(Prompt): Find the lines holding the string "marker" in the data, then copy all of them.
──────── Provided material
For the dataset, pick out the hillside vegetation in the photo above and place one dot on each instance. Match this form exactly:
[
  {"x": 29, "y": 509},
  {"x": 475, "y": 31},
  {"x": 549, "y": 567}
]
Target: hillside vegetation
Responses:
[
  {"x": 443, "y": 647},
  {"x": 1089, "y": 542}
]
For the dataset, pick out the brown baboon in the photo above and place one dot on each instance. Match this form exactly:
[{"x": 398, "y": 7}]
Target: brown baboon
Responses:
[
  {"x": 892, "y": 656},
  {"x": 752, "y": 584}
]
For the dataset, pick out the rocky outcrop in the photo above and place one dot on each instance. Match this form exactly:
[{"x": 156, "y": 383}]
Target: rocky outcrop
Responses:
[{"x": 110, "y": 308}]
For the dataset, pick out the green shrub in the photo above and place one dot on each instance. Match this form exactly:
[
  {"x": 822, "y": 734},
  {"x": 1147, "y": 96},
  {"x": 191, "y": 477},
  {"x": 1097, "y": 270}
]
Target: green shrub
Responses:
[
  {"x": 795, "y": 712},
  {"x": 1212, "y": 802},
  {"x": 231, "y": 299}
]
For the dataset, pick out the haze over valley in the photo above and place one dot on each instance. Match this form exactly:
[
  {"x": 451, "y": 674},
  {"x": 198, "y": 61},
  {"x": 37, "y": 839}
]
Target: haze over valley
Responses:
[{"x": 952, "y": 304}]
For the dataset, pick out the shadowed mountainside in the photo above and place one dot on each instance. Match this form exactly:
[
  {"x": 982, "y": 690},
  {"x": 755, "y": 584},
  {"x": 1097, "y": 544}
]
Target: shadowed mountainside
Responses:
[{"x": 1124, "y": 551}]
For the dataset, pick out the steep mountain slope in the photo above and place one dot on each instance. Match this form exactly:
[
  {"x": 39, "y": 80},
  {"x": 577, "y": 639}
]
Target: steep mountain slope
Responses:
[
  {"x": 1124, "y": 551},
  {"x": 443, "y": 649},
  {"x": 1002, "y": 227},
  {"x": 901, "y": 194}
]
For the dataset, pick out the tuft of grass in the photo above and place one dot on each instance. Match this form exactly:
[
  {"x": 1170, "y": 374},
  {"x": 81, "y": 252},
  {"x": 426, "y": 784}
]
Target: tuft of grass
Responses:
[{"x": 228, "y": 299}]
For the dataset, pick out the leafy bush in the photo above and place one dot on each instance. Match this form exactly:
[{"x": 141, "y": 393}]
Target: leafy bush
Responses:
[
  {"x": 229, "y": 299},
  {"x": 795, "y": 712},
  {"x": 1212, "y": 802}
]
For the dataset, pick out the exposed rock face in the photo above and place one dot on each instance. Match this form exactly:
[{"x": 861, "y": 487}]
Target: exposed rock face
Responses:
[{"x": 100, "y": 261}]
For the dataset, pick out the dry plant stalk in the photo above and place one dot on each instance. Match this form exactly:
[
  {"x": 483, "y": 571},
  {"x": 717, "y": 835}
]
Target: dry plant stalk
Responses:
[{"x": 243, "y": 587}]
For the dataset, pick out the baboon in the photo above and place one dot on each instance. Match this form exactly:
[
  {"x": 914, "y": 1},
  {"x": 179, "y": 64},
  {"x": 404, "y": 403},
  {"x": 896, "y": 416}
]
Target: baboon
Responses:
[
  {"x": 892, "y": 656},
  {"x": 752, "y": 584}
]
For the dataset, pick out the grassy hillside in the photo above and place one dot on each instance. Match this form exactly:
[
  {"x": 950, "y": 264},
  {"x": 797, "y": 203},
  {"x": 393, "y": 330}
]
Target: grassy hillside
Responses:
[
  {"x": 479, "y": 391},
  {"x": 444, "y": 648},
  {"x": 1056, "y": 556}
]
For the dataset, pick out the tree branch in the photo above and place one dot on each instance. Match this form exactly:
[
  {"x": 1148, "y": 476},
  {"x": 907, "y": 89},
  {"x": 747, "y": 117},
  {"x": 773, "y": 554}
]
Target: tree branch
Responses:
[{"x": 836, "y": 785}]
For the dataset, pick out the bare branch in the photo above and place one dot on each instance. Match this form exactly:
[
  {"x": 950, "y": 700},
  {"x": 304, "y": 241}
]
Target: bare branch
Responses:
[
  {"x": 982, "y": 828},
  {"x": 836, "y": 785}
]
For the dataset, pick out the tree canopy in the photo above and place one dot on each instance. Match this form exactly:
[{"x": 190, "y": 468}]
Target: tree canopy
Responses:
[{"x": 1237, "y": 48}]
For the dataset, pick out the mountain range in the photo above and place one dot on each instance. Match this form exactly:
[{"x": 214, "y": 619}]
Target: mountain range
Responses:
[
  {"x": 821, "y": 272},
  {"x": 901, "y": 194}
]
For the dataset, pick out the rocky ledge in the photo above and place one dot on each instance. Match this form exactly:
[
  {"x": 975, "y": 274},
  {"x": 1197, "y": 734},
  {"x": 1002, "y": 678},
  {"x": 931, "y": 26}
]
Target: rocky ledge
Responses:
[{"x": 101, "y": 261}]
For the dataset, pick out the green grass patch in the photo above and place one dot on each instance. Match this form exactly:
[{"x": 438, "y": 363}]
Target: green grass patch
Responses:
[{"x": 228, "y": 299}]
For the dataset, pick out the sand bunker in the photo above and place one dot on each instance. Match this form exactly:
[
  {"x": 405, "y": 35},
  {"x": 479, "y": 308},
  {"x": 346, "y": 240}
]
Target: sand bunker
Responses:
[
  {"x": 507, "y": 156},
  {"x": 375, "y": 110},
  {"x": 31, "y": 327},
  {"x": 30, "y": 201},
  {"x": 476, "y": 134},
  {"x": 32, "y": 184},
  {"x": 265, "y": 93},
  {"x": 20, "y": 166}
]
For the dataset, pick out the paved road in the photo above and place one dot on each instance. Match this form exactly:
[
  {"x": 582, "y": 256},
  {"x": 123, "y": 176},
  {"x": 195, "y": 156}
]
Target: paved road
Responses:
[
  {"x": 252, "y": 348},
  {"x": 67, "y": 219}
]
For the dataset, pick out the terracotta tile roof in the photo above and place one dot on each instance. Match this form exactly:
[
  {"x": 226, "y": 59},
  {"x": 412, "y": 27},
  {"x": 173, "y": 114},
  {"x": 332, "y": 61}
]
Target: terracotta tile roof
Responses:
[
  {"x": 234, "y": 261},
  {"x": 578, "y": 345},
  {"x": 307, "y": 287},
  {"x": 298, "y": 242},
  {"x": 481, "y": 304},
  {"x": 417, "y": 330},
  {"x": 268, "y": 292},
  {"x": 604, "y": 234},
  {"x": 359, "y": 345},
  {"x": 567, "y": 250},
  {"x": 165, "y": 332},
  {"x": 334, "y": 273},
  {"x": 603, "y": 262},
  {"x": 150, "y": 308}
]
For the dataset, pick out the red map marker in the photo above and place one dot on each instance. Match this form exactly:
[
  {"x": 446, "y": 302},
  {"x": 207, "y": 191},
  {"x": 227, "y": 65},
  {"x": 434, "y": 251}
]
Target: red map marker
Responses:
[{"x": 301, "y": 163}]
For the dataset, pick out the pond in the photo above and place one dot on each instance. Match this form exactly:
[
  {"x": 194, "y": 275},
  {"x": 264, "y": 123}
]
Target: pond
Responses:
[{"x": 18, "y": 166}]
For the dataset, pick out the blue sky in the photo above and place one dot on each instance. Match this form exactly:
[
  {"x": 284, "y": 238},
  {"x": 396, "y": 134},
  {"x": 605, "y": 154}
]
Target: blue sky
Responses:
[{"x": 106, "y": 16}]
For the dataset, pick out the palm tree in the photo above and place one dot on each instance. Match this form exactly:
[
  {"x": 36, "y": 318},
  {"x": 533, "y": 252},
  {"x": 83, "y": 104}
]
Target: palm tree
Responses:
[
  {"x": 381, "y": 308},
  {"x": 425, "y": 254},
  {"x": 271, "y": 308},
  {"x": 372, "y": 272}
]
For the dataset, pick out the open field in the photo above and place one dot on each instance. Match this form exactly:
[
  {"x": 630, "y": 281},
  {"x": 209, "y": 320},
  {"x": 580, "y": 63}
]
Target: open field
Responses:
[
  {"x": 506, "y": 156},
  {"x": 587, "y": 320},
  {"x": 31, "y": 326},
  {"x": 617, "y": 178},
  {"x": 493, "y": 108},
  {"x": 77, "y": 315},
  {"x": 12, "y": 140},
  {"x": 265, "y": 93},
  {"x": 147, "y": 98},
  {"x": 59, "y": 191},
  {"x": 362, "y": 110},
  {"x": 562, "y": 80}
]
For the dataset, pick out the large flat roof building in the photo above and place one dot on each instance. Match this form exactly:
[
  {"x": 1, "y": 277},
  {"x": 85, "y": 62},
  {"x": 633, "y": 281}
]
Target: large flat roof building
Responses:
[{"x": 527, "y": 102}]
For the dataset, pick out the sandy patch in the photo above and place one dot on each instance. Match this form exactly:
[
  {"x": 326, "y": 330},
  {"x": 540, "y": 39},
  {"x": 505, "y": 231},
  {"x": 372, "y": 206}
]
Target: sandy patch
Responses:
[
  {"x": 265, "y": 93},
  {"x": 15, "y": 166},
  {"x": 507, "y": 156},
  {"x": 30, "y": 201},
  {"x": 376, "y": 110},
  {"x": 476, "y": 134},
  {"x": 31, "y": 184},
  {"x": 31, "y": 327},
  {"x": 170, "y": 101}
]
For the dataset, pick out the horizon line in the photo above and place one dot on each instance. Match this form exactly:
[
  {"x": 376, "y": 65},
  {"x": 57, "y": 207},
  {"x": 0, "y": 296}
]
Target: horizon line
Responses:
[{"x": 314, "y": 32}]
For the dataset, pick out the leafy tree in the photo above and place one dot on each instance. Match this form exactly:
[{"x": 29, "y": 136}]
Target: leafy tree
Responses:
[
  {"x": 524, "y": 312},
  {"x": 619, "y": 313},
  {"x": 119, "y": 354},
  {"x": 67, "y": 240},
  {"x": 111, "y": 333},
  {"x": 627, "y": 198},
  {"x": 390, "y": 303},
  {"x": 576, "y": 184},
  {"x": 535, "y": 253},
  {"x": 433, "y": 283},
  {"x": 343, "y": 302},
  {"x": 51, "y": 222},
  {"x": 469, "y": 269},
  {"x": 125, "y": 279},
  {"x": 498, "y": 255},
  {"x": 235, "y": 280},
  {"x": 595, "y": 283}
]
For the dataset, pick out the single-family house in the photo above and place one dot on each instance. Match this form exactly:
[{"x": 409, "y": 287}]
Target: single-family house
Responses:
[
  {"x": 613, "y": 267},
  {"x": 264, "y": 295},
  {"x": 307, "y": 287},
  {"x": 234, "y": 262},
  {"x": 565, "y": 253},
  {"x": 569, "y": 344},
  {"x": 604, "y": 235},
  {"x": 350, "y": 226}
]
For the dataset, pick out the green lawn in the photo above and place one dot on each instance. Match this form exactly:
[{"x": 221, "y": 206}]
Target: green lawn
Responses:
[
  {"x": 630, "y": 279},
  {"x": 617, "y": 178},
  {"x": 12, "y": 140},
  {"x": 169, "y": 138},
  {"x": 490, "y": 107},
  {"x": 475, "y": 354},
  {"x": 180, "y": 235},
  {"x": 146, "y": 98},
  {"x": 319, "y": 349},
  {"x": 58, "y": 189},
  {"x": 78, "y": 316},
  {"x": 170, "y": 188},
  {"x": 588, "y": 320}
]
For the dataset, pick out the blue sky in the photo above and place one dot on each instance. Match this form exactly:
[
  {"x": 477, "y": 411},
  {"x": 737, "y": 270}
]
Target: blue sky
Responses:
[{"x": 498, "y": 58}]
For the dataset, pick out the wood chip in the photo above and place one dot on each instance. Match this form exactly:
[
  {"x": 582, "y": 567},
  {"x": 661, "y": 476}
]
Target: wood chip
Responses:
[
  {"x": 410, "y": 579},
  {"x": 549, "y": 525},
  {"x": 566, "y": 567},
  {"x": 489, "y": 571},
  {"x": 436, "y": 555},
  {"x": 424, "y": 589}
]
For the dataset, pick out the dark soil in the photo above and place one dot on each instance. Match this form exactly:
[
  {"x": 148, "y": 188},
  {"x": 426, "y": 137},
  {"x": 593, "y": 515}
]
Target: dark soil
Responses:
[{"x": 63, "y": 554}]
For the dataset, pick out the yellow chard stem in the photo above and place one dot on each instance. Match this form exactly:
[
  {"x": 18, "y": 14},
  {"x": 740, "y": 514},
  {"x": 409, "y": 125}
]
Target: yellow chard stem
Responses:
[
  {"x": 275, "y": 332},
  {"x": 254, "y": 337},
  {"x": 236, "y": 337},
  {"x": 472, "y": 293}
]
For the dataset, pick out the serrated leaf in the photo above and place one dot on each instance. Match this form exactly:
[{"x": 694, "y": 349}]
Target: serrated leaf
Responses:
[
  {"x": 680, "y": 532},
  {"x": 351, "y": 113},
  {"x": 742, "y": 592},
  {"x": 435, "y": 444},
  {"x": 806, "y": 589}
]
────────────────
(Exercise response):
For the dataset, pick out the red map marker in the photo above and place one dot on each instance. Match this form exactly:
Target: red map marker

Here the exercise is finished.